EXERCISE TASK: Count how many of the lines below contain the word "Reviewer", with case counting, and reply with that number alone.

Saved entries:
##########

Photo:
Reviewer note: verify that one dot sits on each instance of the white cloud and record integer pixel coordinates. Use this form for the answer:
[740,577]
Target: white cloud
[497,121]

##########

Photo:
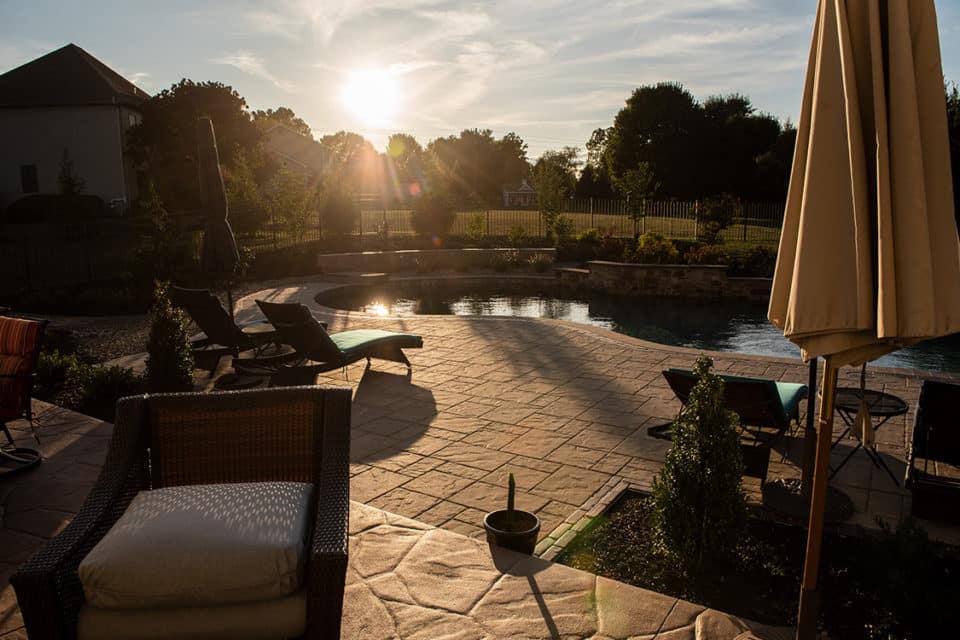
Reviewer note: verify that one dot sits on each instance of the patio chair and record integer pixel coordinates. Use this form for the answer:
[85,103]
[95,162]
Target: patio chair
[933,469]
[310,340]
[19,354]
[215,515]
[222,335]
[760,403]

##########

ANSWER TO THE TASK: 2